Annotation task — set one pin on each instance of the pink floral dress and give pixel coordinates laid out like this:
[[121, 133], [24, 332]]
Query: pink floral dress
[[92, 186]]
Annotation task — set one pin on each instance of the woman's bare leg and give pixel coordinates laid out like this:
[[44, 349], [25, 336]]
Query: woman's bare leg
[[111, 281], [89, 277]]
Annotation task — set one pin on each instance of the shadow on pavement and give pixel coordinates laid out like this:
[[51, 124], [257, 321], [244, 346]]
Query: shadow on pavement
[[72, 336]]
* * *
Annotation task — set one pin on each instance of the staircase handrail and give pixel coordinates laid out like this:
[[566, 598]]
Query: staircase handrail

**Work to do**
Repeat back word for word the part that opens with the line containing "of the woman's" and closes with the line containing "[[72, 336]]", with both of those lines included.

**Exercise solution**
Annotation task — set one pin on each instance of the woman's bare leg and give pixel coordinates laid out like this:
[[44, 349], [25, 336]]
Query: woman's bare leg
[[111, 281], [89, 277]]
Annotation task — set one pin on each instance of the shadow on pavement and give pixel coordinates laid out like this:
[[51, 124], [257, 321], [244, 346]]
Query: shadow on pavement
[[72, 336]]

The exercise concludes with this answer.